Therefore, a general object of the present invention is to provide a new and improved portable apparatus for dispensing multicomponent products.

An important object of the invention is to provide a portable dispenser apparatus capable of delivering large quantities of a multicomponent product.

Another object of the invention is to provide a portable dispenser apparatus capable of effectively controlled one-hand operation for precise distribution of the product into relatively inaccessible and confining target areas.

Yet another object of the instant invention is to provide a portable dispenser apparatus capable of reutilization.

Still another object of the present invention is to provide a portable dispenser apparatus which requires few and relatively inexpensive replacement parts when reuse is desired.

These and other objects and features of the invention will become more apparent from a consideration of the following descriptions.

In order that the principles of the invention may be readily understood, a single embodiment thereof, applied to the dispensing and distributing of urethane foam products but to which the application is not to be restricted, is shown in the accompanying drawings wherein:

FIG. 1 is a perspective view of an actuated portable dispenser apparatus in accord with the invention, shown connected, by lengths of tubing, to a product supply container enclosing a pair of pressurized vessels (illustrated in broken outline) charged with the respective component reactants of the product, and shown used in a one-hand operation for insulating a wall;

FIG. 2 is an enlarged perspective view of the portable dispenser apparatus of FIG. 1;

FIG. 3 is a further enlarged perspective view of a linkage plate, removed from the dispenser apparatus of FIG. 2, showing the upper portion of the manual trigger connected therewith;

FIG. 4 is a further enlarged, central sectional view taken substantially along the line 4--4 of FIG. 2 and showing, in side elevation, the portable dispenser apparatus, manual control thereof being exercised as suggested in broken outline;

FIG. 5 is an enlarged, sectional view taken substantially along the line 5--5 of FIG. 2 to show the construction of the dispensing valve;

FIG. 6 is an enlarged, fragmentary, sectional view similar to a portion of FIG. 5 but illustrating a dispensing valve which has been tiltably actuated; and

FIG. 7 is an enlarged, central sectional view taken substantially along the line 7--7 of FIG. 2 to show the construction of the dispensing nozzle.

WRITTEN PROBLEM: Print the dispenser patent excerpt between "Therefore, a general" and "reuse is desired.", inclusive. The items that come next are separate from the dispenser patent excerpt.

A block of data:
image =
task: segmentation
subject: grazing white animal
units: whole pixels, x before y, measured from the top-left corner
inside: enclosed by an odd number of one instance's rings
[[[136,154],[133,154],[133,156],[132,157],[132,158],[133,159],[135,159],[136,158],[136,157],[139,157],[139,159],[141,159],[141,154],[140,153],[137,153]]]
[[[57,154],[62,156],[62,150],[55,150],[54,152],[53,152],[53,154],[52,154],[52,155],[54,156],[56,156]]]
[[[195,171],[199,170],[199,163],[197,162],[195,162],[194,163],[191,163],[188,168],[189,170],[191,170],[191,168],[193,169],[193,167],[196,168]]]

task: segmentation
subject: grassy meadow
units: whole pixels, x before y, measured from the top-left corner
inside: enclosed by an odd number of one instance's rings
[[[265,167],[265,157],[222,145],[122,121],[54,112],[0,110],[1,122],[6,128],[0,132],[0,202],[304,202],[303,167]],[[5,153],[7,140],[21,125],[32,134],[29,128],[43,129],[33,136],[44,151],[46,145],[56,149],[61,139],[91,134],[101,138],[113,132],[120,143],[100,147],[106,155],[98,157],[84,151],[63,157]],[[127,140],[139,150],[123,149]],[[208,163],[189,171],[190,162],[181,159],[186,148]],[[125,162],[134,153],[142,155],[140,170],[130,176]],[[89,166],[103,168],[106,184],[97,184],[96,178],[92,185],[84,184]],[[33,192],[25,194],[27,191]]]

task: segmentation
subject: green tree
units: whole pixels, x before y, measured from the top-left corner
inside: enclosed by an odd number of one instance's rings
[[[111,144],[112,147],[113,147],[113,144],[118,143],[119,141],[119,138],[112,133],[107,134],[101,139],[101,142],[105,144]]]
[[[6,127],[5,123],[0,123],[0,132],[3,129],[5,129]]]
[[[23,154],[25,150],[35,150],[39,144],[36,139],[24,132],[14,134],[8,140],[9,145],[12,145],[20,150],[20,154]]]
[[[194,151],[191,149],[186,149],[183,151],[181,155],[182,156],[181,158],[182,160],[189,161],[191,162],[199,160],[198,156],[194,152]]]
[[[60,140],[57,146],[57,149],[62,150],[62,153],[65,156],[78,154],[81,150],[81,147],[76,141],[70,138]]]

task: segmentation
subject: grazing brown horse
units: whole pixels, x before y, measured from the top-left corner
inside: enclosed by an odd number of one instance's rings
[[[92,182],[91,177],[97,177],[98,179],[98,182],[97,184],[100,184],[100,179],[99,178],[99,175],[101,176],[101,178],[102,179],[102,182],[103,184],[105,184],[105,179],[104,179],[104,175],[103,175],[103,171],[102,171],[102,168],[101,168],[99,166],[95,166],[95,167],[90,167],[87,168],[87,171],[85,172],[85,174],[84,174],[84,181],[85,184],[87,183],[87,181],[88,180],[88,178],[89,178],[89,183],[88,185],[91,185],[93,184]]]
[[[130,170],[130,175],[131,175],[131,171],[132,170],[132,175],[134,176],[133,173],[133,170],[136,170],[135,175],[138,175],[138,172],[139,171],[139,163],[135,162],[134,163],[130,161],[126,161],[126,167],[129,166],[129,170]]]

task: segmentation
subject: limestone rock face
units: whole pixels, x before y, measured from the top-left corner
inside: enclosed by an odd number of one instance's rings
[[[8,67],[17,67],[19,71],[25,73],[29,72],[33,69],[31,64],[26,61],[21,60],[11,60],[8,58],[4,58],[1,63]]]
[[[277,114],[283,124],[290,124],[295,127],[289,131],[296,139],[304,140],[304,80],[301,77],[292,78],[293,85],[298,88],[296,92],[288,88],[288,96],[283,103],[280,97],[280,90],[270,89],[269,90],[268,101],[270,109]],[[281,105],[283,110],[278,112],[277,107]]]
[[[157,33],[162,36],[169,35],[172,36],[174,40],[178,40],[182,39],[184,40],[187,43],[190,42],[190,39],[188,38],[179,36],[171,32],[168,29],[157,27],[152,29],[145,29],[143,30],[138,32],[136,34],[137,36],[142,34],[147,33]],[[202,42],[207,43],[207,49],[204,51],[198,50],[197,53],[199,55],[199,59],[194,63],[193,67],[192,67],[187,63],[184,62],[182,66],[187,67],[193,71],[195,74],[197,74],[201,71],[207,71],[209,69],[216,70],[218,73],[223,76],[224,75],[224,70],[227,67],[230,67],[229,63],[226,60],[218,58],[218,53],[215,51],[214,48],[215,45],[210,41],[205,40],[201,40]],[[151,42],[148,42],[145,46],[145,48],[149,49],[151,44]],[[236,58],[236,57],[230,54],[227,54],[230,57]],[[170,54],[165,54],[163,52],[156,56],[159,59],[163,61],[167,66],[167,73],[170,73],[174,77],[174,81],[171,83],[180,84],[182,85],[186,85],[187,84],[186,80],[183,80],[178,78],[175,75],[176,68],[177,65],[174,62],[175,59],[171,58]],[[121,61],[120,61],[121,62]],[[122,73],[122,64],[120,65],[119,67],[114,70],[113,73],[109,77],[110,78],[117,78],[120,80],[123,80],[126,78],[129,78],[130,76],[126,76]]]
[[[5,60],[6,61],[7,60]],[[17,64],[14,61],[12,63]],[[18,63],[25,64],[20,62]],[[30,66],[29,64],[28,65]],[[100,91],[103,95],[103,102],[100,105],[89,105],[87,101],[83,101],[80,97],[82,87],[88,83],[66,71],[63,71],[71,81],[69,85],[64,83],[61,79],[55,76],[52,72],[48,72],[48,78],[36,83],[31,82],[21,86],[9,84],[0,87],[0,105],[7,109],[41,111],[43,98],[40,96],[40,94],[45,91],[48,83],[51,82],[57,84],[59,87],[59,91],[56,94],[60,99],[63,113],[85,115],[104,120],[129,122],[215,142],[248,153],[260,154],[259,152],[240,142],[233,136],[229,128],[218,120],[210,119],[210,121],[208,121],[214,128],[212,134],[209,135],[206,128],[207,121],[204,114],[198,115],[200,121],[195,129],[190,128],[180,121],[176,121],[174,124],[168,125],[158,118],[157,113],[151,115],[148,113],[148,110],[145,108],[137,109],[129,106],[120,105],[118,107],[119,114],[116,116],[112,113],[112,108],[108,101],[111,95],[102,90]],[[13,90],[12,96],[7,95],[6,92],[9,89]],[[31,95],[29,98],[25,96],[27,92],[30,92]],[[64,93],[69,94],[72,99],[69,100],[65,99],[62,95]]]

THE RESPONSE:
Therefore, a general object of the present invention is to provide a new and improved portable apparatus for dispensing multicomponent products.

An important object of the invention is to provide a portable dispenser apparatus capable of delivering large quantities of a multicomponent product.

Another object of the invention is to provide a portable dispenser apparatus capable of effectively controlled one-hand operation for precise distribution of the product into relatively inaccessible and confining target areas.

Yet another object of the instant invention is to provide a portable dispenser apparatus capable of reutilization.

Still another object of the present invention is to provide a portable dispenser apparatus which requires few and relatively inexpensive replacement parts when reuse is desired.